TASK TO CARRY OUT: Copy the material below from its first line through the line containing "point(985, 771)", replacing "pixel coordinates" with "image coordinates" and leaving everything else unchanged. Give only those lines.

━━━

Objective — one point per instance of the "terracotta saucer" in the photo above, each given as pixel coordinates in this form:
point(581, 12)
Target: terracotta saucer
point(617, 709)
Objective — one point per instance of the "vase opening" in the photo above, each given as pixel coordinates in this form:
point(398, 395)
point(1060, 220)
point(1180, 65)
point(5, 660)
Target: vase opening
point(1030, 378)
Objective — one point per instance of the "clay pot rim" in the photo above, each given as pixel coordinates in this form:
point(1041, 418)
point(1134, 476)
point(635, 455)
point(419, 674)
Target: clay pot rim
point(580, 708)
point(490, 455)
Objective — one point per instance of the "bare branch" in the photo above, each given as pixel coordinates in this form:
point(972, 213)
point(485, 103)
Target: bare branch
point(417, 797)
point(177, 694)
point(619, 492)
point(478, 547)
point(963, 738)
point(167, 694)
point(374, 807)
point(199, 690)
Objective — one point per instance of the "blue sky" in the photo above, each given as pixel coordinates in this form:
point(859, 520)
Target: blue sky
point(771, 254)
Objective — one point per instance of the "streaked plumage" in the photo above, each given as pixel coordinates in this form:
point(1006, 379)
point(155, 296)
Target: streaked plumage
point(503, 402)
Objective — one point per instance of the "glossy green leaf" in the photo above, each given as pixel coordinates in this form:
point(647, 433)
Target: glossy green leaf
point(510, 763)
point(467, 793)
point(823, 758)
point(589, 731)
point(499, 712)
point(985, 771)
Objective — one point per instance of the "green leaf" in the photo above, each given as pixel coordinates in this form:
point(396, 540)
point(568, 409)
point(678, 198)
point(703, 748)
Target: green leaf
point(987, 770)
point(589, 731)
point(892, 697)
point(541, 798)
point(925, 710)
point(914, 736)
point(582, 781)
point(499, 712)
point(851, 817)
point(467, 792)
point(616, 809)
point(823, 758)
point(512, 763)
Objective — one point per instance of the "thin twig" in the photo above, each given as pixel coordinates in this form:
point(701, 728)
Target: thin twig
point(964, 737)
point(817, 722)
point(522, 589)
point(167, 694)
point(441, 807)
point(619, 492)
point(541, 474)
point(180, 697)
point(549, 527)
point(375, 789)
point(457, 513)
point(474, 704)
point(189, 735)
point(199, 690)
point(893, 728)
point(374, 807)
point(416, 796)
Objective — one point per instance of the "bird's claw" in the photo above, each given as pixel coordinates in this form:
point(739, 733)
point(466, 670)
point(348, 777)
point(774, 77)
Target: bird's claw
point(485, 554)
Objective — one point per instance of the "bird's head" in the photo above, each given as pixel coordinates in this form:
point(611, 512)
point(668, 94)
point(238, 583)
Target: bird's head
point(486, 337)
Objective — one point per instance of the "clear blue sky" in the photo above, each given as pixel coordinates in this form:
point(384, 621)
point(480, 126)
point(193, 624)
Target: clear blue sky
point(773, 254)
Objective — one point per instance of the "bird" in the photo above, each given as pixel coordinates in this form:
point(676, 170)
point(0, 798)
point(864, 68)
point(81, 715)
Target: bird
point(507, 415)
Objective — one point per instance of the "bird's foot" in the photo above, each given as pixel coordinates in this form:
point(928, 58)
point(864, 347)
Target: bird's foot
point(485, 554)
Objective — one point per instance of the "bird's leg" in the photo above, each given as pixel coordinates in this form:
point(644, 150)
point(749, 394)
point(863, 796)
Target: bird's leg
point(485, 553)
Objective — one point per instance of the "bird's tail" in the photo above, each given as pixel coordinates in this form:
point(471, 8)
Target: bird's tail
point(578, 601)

━━━

EXERCISE RESULT:
Objective — one point per instance of the "terracotta saucer" in the photo above, each given as image coordinates in this form:
point(581, 12)
Target: terracotta saucer
point(617, 709)
Objective — one point per instance of the "vase opening" in the photo above, each given as image coordinates in this form:
point(398, 395)
point(1060, 220)
point(1180, 65)
point(5, 660)
Target: vase opening
point(1030, 378)
Objective — one point per instance of the "clay pot rim" in the photo above, each given as image coordinates in this form:
point(1041, 418)
point(1134, 476)
point(635, 455)
point(419, 674)
Target: clay pot rim
point(580, 708)
point(490, 455)
Objective — one point per instance of the "bare branch" in the photo above, each given as image coordinates in this form:
point(972, 213)
point(485, 103)
Target: bare branch
point(417, 797)
point(177, 694)
point(619, 492)
point(478, 547)
point(963, 738)
point(167, 694)
point(374, 807)
point(199, 690)
Objective — one point per instance of the "blue sky" in the photo above, each given as image coordinates in this form:
point(859, 520)
Target: blue sky
point(771, 254)
Objective — one point per instance of the "streaked plumage" in the photo above, each given as image coordinates in this form:
point(1006, 379)
point(155, 296)
Target: streaked plumage
point(503, 402)
Objective — one point per instance of the "glossy green leaf" in the photo above, each given as image coordinates in this form:
point(647, 433)
Target: glossy green leaf
point(510, 763)
point(467, 793)
point(823, 758)
point(589, 731)
point(499, 712)
point(985, 771)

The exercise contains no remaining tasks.